What to work on:
**A)** According to the article on refinancing credit card debt, about how much credit card debt does the Federal Reserve figure amount to per household?
**B)** Does each statement agree with the article on refinancing credit card debt? (i) The Federal Reserve reports that Americans have more than $1 trillion in credit card debt. (ii) The article treats careless spending as the only cause of credit card debt. (iii) The article suggests exploring a personal loan to consolidate credit card debt.
**C)** Continue the article on refinancing credit card debt with a personal loan from where it stops.
#### Quoted passage ####
Refinance Credit Card Debt With a Personal Loan
If you have high credit card debt and are struggling to keep up with the payments, you should explore getting a personal loan to consolidate your debt. Here's why and how to do it.
If you have credit card debt, you're not alone.
According to the Federal Reserve, Americans currently have more than $1 trillion in credit card debt, which amounts to about $8,109 per household.
In your case, if a mounting credit card balance is dragging you down month after month, the first question you need to ask yourself is how you got to this place.
You may think the only reason was being a bit too careless with shopping, traveling, or eating out — or thinking that you could spend a little extra right now and pay it back later.
But chances are you also got trapped in the predictable and vicious circle of credit card debt.
We've all been there: it happens when one more purchase you couldn't afford at the moment pushed you over the edge of what you can afford to pay every month.
#### Data provided ####
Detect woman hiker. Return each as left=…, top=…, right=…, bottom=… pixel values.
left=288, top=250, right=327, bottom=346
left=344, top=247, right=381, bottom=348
####
Answers to the tasks:
**A)** About $8,109 per household.

**B)**
(i) Yes: "Americans currently have more than $1 trillion in credit card debt"
(ii) No: "But chances are you also got trapped in the predictable and vicious circle of credit card debt."
(iii) Yes: "you should explore getting a personal loan to consolidate your debt"

**C)**
In my case, I once used a nearly maxed-out credit card to purchase a website out of sheer impulse, hoping to turn a profit.
Next thing you know, you're just making the minimum payments, but you're not making a dent in the principal of your debt.
You think you're doing okay, but the reality is, you're covering just the interest of a very expensive loan while the amount you owe basically stays the same, month after month.
Even worse, using a large chunk of your available credit (i.e. a high "credit utilization ratio") is damaging to your credit score—and could even negatively affect your ability to find a job.
It is a trend that keeps growing as Americans now have the highest credit card debt in U.S. history, according to the Federal Reserve.
The important thing to realize is that you can get out of it — but depending on how committed you are, it may take a considerable amount of effort and discipline for maybe a couple of years.
There are several ways of paying off your credit card debt, but one of the most efficient is taking out a personal loan in order to achieve debt consolidation.
Because you can replace everything that you owe on your credit cards with a single debt consolidation loan that will have monthly payments with a fixed, lower rate.
You will also know exactly when the payments will end instead of being trapped in an endless cycle of barely-above-the-minimum payments.
It will also bring you peace of mind and heal your personal finances by reducing your debt-to-income ratio.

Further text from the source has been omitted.